● 提示文

::::::::::

①力学については、2017年の1番で、合成速度を含む落体の運動と跳ね返りの問題で、級数の考え方を用いる問題である。2番では、円錐振り子と半径方向の仕事や単振動の問題であり、やや難易度が高い。どちらの問題も、物理部分よりも数学的処理の方に時間が取られるような問題である。
②電磁気については、2017年の3番で、変形されたブリッジ回路による問題である。与えられた条件式に惑わされなければよい問題である。また4番ではミリカンの問題にヒントを得た問題と比電荷の測定問題である。
③波では弦にできる定常波の問題である。容易な問題である。

::::::::::

● 課題
**A)** 物理問題についての文章を読んで答えなさい。
(i) 2017年の1番の落体の運動と跳ね返りの問題では、何の考え方を用いるか。
(ii) 2017年の3番は、どのような回路による問題か。
(iii) 波の問題は、何にできる定常波を扱うか。
**B)** 物理問題についての文章のうち、「①力学については、2017年」で始まり「題と比電荷の測定問題である。」に至るまでの部分を、一字も変えずに書き写しなさい。
**C)** 物理問題についての文章を、最後の文の後から書き継ぎなさい。
この後の資料は、別の出典から採ったものである。

::::::::::

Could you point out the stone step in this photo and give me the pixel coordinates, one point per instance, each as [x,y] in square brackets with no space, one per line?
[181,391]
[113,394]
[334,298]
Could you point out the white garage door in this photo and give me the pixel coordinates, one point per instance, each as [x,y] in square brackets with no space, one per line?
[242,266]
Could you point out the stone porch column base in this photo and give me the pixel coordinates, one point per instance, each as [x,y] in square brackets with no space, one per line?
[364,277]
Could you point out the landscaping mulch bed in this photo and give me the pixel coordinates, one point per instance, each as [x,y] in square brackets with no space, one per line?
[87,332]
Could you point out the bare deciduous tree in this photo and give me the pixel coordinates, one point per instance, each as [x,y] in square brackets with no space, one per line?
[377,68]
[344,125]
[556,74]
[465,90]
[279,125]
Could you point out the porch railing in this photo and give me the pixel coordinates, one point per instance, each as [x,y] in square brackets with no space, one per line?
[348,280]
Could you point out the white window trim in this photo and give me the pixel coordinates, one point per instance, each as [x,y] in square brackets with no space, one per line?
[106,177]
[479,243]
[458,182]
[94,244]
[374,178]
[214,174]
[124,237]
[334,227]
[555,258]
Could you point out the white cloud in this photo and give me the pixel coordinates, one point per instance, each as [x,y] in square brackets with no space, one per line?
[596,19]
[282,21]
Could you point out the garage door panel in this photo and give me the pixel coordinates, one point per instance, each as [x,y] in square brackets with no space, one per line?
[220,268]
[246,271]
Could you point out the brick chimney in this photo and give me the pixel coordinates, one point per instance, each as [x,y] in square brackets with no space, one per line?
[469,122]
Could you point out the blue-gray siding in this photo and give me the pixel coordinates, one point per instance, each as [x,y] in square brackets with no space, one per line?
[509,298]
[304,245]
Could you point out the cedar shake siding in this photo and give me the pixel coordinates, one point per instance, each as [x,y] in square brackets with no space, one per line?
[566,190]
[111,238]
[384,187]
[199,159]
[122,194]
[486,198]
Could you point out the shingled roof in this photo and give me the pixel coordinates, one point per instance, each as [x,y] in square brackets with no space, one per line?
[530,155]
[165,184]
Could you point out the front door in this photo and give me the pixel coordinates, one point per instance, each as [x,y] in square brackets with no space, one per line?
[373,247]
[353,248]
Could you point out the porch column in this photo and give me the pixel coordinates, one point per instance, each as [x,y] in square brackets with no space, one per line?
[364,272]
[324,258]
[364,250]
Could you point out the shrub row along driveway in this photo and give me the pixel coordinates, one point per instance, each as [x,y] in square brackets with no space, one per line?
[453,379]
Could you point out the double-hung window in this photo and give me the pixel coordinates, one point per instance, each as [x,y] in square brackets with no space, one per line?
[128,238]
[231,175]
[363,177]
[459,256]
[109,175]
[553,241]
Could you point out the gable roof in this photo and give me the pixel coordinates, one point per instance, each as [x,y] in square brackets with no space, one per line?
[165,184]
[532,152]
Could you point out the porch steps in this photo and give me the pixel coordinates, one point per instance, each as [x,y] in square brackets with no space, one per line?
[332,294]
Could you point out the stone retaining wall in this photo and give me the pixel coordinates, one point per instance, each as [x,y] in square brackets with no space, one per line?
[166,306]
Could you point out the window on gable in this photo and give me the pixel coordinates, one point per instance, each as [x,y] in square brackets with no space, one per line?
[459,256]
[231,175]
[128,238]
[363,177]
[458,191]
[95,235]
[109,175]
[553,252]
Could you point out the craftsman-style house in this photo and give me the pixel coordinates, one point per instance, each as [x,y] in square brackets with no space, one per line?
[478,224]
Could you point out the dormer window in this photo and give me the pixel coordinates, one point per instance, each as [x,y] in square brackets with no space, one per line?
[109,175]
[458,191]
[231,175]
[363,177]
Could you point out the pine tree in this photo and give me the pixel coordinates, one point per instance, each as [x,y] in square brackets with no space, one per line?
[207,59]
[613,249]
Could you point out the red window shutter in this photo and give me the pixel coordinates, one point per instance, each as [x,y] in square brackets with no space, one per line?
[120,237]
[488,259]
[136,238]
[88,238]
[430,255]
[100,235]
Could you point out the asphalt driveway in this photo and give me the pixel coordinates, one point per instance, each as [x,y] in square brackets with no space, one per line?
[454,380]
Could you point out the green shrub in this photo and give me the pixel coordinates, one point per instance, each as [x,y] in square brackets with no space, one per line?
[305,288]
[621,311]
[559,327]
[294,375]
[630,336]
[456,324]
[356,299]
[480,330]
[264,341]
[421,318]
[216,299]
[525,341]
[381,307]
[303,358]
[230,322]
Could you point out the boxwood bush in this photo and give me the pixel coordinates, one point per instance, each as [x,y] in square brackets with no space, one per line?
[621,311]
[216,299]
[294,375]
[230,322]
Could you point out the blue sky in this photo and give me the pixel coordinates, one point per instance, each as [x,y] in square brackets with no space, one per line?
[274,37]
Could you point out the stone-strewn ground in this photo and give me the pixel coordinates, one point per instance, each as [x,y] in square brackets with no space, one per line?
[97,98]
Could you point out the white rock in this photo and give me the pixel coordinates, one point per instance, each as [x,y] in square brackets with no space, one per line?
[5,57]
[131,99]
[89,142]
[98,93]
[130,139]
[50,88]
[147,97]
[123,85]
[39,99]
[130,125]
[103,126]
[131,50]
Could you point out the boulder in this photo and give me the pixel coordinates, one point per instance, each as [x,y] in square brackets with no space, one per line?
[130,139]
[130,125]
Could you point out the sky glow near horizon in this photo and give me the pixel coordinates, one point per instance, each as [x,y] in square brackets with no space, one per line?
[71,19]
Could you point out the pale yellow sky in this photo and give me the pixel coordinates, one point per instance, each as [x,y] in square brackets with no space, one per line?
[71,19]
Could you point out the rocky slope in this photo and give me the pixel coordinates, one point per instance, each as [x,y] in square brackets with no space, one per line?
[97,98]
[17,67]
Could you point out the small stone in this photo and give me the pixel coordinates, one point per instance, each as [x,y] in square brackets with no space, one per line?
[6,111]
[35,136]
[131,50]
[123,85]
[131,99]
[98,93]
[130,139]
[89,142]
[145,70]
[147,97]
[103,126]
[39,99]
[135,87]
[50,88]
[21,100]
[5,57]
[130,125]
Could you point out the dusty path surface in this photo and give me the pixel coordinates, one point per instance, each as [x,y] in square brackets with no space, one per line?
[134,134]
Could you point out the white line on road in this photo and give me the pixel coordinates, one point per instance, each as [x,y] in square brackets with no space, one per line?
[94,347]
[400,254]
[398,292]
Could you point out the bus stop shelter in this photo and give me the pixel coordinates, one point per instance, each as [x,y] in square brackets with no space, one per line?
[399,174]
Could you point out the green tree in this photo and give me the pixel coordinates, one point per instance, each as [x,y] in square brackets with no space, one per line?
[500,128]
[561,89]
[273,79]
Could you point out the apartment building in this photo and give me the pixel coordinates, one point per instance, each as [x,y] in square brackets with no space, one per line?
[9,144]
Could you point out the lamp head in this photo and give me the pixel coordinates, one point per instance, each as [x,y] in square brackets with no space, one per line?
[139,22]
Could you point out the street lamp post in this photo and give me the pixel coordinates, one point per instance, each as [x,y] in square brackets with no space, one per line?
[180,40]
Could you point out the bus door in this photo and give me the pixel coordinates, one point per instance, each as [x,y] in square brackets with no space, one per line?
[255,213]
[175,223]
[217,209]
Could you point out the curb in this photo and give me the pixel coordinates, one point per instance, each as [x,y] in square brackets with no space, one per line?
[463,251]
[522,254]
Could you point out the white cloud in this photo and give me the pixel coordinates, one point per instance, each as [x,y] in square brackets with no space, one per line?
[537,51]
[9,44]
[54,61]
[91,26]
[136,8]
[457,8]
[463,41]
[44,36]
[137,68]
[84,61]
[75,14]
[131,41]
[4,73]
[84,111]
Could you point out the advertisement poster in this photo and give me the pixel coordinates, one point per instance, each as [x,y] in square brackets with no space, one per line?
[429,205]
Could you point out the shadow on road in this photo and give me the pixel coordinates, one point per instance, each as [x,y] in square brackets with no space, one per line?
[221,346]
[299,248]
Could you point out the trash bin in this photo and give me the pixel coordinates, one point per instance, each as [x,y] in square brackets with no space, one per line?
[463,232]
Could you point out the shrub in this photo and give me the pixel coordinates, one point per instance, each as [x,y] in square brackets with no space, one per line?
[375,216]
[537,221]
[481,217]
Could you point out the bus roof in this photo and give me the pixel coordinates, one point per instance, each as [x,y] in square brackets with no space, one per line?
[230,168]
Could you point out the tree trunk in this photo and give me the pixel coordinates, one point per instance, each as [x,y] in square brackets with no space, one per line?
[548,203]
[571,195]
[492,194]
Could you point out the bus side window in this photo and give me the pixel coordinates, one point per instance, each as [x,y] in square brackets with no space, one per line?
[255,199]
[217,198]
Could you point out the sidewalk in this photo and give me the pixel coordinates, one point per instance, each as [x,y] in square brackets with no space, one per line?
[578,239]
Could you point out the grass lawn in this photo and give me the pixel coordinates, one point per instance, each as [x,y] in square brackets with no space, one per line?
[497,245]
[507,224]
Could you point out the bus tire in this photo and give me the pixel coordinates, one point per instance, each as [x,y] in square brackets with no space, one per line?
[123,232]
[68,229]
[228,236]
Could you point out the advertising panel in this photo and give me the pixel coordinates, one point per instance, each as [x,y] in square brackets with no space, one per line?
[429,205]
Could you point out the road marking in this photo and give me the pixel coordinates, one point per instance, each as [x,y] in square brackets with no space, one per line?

::::::::::

● 解答
**A)**
(i) 級数の考え方
(ii) 変形されたブリッジ回路
(iii) 弦

**B)**
①力学については、2017年の1番で、合成速度を含む落体の運動と跳ね返りの問題で、級数の考え方を用いる問題である。2番では、円錐振り子と半径方向の仕事や単振動の問題であり、やや難易度が高い。どちらの問題も、物理部分よりも数学的処理の方に時間が取られるような問題である。
②電磁気については、2017年の3番で、変形されたブリッジ回路による問題である。与えられた条件式に惑わされなければよい問題である。また4番ではミリカンの問題にヒントを得た問題と比電荷の測定問題である。

**C)**
さらにみてみよう。2016年1番では、運動量保存則と力学的エネルギー保存則の問題であり標準的である。2番では、回転軸に載った板の運動についての動摩擦力と力のモーメントの問題であり、過去に難関大学でも見られた問題である。しかし易しい出題になっている。3番では立体に組まれた回路の問題で、いささか先祖返りしたような問題。電圧降下の意味がわかっていれば解ける。見かけに惑わされないことである。4番では断熱変化と気圧の関係の問題で、難問にしようと思えばいくらでも難問に仕上げられるような材料だが、誘導がていねいなので難しくはない。5番では、虹が見える原理となる球形の水滴による屈折の問題である。ていねいな誘導がある。
以上を概観するに、2017年は数理的処理が多く、その意味でやや難化しており、2016年はやや容易である。すなわち年度によって難易度が変化するような印象も持つ。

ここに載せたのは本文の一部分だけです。